*YOUR OBJECTIVE*.
Repeat every line of the material that follows, word for word.

*SOURCE MATERIAL*.
+---+
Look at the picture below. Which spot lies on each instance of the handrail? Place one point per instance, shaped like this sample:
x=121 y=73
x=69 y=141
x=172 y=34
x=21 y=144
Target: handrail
+---+
*TASK RESPONSE*.
Look at the picture below. Which spot lies on each instance of the handrail? Place one point per instance, shaped like this sample:
x=121 y=73
x=69 y=141
x=172 y=34
x=21 y=144
Target: handrail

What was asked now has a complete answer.